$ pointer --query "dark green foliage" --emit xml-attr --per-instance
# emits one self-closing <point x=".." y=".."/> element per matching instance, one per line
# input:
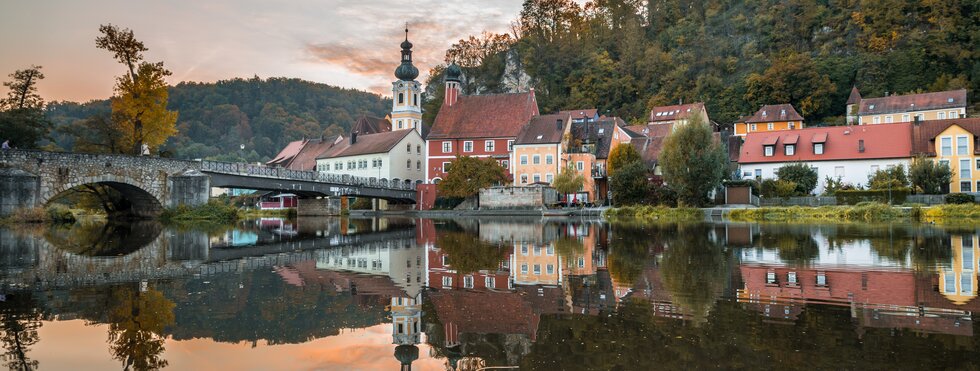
<point x="217" y="118"/>
<point x="929" y="177"/>
<point x="802" y="175"/>
<point x="630" y="185"/>
<point x="959" y="198"/>
<point x="853" y="197"/>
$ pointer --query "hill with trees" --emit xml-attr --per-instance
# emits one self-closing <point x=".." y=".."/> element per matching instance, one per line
<point x="215" y="119"/>
<point x="626" y="56"/>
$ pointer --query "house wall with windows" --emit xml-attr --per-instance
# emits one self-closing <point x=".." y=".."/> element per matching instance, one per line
<point x="535" y="163"/>
<point x="956" y="147"/>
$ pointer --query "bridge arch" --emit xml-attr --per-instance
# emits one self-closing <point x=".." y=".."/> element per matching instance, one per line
<point x="144" y="201"/>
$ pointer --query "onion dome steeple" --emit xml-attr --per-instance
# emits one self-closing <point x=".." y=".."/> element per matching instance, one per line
<point x="406" y="71"/>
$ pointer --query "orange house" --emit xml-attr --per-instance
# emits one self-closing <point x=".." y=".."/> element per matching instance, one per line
<point x="771" y="118"/>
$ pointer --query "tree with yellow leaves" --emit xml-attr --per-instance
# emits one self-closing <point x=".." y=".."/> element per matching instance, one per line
<point x="139" y="107"/>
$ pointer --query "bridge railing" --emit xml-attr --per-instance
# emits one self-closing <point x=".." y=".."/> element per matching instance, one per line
<point x="315" y="176"/>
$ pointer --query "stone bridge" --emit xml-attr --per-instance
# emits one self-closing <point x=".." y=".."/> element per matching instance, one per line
<point x="33" y="178"/>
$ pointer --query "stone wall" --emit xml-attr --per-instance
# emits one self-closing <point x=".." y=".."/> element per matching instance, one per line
<point x="517" y="197"/>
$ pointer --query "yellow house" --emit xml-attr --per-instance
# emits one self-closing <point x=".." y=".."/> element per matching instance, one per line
<point x="958" y="280"/>
<point x="942" y="105"/>
<point x="538" y="149"/>
<point x="953" y="144"/>
<point x="774" y="117"/>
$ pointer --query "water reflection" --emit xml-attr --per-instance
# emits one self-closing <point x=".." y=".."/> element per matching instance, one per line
<point x="466" y="294"/>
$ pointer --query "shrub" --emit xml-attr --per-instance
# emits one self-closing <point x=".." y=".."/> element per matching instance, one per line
<point x="896" y="196"/>
<point x="959" y="198"/>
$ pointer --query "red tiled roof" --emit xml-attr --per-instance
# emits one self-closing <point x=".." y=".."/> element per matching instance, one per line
<point x="913" y="102"/>
<point x="855" y="96"/>
<point x="775" y="112"/>
<point x="367" y="144"/>
<point x="671" y="113"/>
<point x="485" y="116"/>
<point x="842" y="142"/>
<point x="543" y="129"/>
<point x="652" y="130"/>
<point x="371" y="125"/>
<point x="924" y="134"/>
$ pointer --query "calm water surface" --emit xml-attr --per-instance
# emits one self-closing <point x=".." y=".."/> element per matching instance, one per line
<point x="389" y="294"/>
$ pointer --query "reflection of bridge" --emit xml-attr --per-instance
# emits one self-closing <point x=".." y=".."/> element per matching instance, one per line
<point x="32" y="261"/>
<point x="32" y="178"/>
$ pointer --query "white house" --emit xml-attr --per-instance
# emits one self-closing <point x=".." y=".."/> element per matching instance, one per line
<point x="850" y="153"/>
<point x="395" y="156"/>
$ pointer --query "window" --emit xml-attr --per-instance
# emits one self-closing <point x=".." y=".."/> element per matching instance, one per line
<point x="946" y="146"/>
<point x="962" y="145"/>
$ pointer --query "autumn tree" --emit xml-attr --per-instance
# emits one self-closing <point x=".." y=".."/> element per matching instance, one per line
<point x="693" y="162"/>
<point x="139" y="107"/>
<point x="22" y="120"/>
<point x="467" y="175"/>
<point x="621" y="156"/>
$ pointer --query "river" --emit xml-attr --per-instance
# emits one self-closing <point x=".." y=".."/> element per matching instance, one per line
<point x="564" y="294"/>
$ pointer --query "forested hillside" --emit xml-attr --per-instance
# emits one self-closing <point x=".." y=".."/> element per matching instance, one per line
<point x="215" y="119"/>
<point x="624" y="56"/>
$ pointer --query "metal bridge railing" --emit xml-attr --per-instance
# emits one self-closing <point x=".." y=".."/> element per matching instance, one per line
<point x="313" y="176"/>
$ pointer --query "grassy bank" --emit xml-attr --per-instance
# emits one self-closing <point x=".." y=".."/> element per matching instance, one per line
<point x="655" y="213"/>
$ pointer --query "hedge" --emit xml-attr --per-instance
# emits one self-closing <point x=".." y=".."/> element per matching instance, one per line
<point x="854" y="197"/>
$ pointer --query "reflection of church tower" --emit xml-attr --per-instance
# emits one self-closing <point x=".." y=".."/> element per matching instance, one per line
<point x="406" y="107"/>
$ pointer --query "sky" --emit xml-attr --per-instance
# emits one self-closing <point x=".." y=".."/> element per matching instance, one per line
<point x="347" y="43"/>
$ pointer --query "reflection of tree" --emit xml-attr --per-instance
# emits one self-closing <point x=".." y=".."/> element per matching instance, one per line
<point x="693" y="270"/>
<point x="19" y="320"/>
<point x="468" y="253"/>
<point x="136" y="323"/>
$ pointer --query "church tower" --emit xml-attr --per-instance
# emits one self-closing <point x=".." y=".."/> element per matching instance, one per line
<point x="406" y="107"/>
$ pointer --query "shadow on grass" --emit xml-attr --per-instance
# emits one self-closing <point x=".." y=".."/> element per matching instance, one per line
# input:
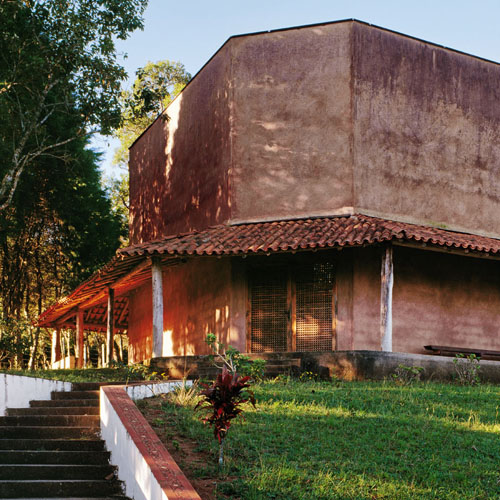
<point x="327" y="441"/>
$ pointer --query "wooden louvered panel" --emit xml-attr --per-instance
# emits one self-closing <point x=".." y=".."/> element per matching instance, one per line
<point x="314" y="316"/>
<point x="269" y="310"/>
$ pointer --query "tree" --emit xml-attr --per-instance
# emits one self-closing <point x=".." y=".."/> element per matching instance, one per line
<point x="57" y="57"/>
<point x="155" y="86"/>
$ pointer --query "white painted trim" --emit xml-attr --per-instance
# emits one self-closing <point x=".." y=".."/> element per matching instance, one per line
<point x="157" y="286"/>
<point x="133" y="469"/>
<point x="17" y="390"/>
<point x="386" y="285"/>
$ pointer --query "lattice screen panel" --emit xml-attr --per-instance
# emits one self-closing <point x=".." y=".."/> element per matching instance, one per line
<point x="314" y="294"/>
<point x="269" y="311"/>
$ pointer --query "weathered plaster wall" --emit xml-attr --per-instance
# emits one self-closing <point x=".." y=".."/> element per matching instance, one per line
<point x="140" y="324"/>
<point x="179" y="167"/>
<point x="445" y="300"/>
<point x="438" y="298"/>
<point x="196" y="302"/>
<point x="197" y="299"/>
<point x="323" y="120"/>
<point x="344" y="280"/>
<point x="366" y="298"/>
<point x="426" y="132"/>
<point x="292" y="139"/>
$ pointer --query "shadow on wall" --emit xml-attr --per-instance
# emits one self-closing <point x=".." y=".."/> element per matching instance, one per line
<point x="179" y="167"/>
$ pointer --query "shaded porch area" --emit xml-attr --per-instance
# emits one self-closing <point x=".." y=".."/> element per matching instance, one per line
<point x="327" y="284"/>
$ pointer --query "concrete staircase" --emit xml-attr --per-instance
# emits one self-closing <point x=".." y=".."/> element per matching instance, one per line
<point x="52" y="450"/>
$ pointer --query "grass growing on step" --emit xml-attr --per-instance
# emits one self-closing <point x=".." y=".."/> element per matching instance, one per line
<point x="355" y="440"/>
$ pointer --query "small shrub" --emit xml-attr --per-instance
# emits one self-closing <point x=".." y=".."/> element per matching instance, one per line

---+---

## [Work to do]
Copy the listing in full and without alteration, omitting every picture.

## [Answer for this exercise]
$ pointer --query "dark green foliage" --emit xml-attr --per-instance
# emits one self-closing <point x=".." y=".."/> element per matching instance, one per line
# input:
<point x="217" y="118"/>
<point x="929" y="177"/>
<point x="802" y="175"/>
<point x="630" y="185"/>
<point x="959" y="198"/>
<point x="853" y="197"/>
$ pointer --query "hill with trees" --emit xml-attr --per-instance
# emits one self-closing <point x=".." y=".."/> element per matching instance, one per line
<point x="215" y="119"/>
<point x="626" y="56"/>
$ pointer --query "house wall with windows" --emit xml-attr --per-instance
# emits one self-closing <point x=".." y=".."/> element per matching instance, one per line
<point x="535" y="163"/>
<point x="956" y="147"/>
$ pointer --query "bridge arch" --emit xml-attr --per-instance
# emits one self-closing <point x=".." y=".."/> element per matching instance, one per line
<point x="144" y="201"/>
$ pointer --query "onion dome steeple" --emit xml-attr --per-instance
# emits one self-closing <point x=".." y=".."/> element per matching instance, one per line
<point x="406" y="71"/>
$ pointer --query "orange house" --emit xml-attr --per-instance
# emits one self-closing <point x=".." y=".."/> element per matching instance, one per line
<point x="771" y="118"/>
$ pointer --query "tree with yellow leaves" --emit xml-attr --per-instance
# emits one self-closing <point x=".." y=".."/> element per matching instance, one per line
<point x="139" y="107"/>
$ pointer --query "bridge railing" --emit xml-attr --per-instance
# emits one self-closing <point x=".." y=".."/> element per matching instance, one per line
<point x="315" y="176"/>
$ pointer --query "stone bridge" --emit xml-attr --per-instance
# emits one self-closing <point x=".." y=".."/> element per matching instance, one per line
<point x="33" y="178"/>
$ pointer --query "stone wall" --emit xml-attr --per-instance
# emits one self-closing <point x=".." y=".."/> element per matching instance, one per line
<point x="517" y="197"/>
$ pointer --query "yellow house" --emit xml-attr --per-instance
# emits one self-closing <point x=".." y=".."/> element per matching instance, one per line
<point x="958" y="280"/>
<point x="942" y="105"/>
<point x="538" y="149"/>
<point x="953" y="144"/>
<point x="774" y="117"/>
$ pointer --query "water reflection" --emit xml-attr --per-instance
# emits one self-closing <point x=".." y=".."/> element per matching instance, one per line
<point x="466" y="294"/>
$ pointer --query "shrub" --emit xml-attr --per-instance
# emits one self-closing <point x=".." y=".."/> element per matching instance, one per line
<point x="896" y="196"/>
<point x="959" y="198"/>
$ pointer --query "red tiled roof" --emit xml-attr --per-instance
# emits one self-closing <point x=".." y=".."/> element per matching instance, one per line
<point x="913" y="102"/>
<point x="855" y="96"/>
<point x="775" y="112"/>
<point x="367" y="144"/>
<point x="671" y="113"/>
<point x="485" y="116"/>
<point x="842" y="142"/>
<point x="543" y="129"/>
<point x="652" y="130"/>
<point x="371" y="125"/>
<point x="924" y="134"/>
$ pointer --query "calm water surface" --emit xml-attr --per-instance
# emits one self-closing <point x=".." y=".."/> element per matching instance, one per line
<point x="389" y="294"/>
$ pointer --query "reflection of bridge" --emit xml-attr --per-instance
# emits one self-closing <point x=".." y=".."/> element per matching instance, one per line
<point x="32" y="261"/>
<point x="32" y="178"/>
$ pointer --query "white house" --emit xml-attr --per-instance
# emits one self-closing <point x=".." y=".."/> element per matching instance, one per line
<point x="850" y="153"/>
<point x="395" y="156"/>
$ pointer --query "window" --emit xml-attr --per-instance
# emits one self-closing <point x=".." y=".."/> element per matching instance, one per line
<point x="946" y="146"/>
<point x="962" y="145"/>
$ pointer --query "autumn tree" --emit xml-attr --per-instance
# emits one self-closing <point x=".." y=".."/> element per matching instance, one per line
<point x="693" y="162"/>
<point x="139" y="107"/>
<point x="22" y="120"/>
<point x="467" y="175"/>
<point x="621" y="156"/>
$ pointer --query "river" --emit xml-attr --per-instance
# emits one self-closing <point x=".." y=".."/> element per matching instance, one per line
<point x="564" y="294"/>
$ pointer --query "forested hillside" --emit xml-attr --per-instance
# emits one self-closing <point x=".." y=".."/> element per matching instance, one per line
<point x="215" y="119"/>
<point x="624" y="56"/>
$ pointer --query "metal bridge railing" --emit xml-attr --per-instance
# emits one self-closing <point x=".." y=".."/> element per matching instance, one per line
<point x="313" y="176"/>
$ pointer --query "grassy bank" --emit xml-attr --per-instance
# emits one self-closing <point x=".." y=".."/> element per matching instance, one per line
<point x="655" y="213"/>
$ pointer --query "hedge" --emit xml-attr --per-instance
# emits one self-closing <point x=".." y=".."/> element per matching instance, one per line
<point x="854" y="197"/>
$ pointer --query "reflection of church tower" --emit xml-attr --per-instance
# emits one self-closing <point x=".." y=".."/> element per matching instance, one per line
<point x="406" y="107"/>
$ pointer --query "sky" --emit xml-attr --per-instance
# emits one self-closing <point x=".." y=".."/> element per matching instance, one per line
<point x="347" y="43"/>
$ pointer --query "reflection of tree" --emit xml-attr --per-instance
# emits one self-closing <point x=".." y=".."/> element per matching instance, one per line
<point x="693" y="270"/>
<point x="19" y="320"/>
<point x="468" y="253"/>
<point x="136" y="323"/>
$ pointer --query "church tower" --emit xml-attr --per-instance
# emits one self-closing <point x=".." y=".."/> element per matching instance, one per line
<point x="406" y="107"/>
$ pointer --query "shadow on grass" --emit xml-attr --per-instance
# emits one self-closing <point x=".." y=".."/> element per matching instance, one per line
# input:
<point x="327" y="441"/>
$ pointer --query "wooden louvered panel" --emit xml-attr --per-instance
# emits one self-closing <point x=".." y=".."/> element per matching instance, one per line
<point x="314" y="316"/>
<point x="269" y="310"/>
$ pointer --query "tree" --emit xml-attr --per-instance
# emits one self-closing <point x=".." y=".."/> element per matching instance, one per line
<point x="57" y="57"/>
<point x="155" y="86"/>
$ pointer --query "white painted trim" --emit xml-attr --per-instance
# emits one self-closing <point x=".." y=".."/> element per matching instance, one per line
<point x="157" y="286"/>
<point x="133" y="469"/>
<point x="17" y="390"/>
<point x="386" y="285"/>
$ pointer --query "lattice screen panel" --emit xml-attr --per-instance
# emits one self-closing <point x=".." y=".."/> element per matching instance, one per line
<point x="314" y="294"/>
<point x="269" y="311"/>
$ pointer --query "weathered plaster wall" --emit xml-attr --per-instance
# emits one self-closing <point x=".." y=".."/> element per matching instance, one per line
<point x="140" y="324"/>
<point x="179" y="167"/>
<point x="445" y="300"/>
<point x="438" y="298"/>
<point x="196" y="302"/>
<point x="197" y="299"/>
<point x="323" y="120"/>
<point x="344" y="280"/>
<point x="366" y="298"/>
<point x="426" y="132"/>
<point x="292" y="139"/>
$ pointer --query "shadow on wall" --emit xml-attr --per-instance
# emits one self-closing <point x=".." y=".."/> element per matching instance, one per line
<point x="179" y="167"/>
$ pointer --query "shaded porch area" --emit xml-attr --per-instance
# emits one self-closing <point x=".." y=".."/> element per matching instance, one per line
<point x="327" y="284"/>
$ pointer --query "concrete staircase" --emit xml-attr --per-instance
# emits one self-closing <point x=".." y=".."/> element per matching instance, one per line
<point x="52" y="450"/>
$ pointer --query "grass growing on step" --emit xml-attr --per-instance
# emits one self-closing <point x=".." y=".."/> element per matching instance, one per line
<point x="355" y="440"/>
$ pointer --query "small shrub" --emit xml-attr --per-instance
# emits one self-closing <point x=".." y=".."/> element per matching instance, one per line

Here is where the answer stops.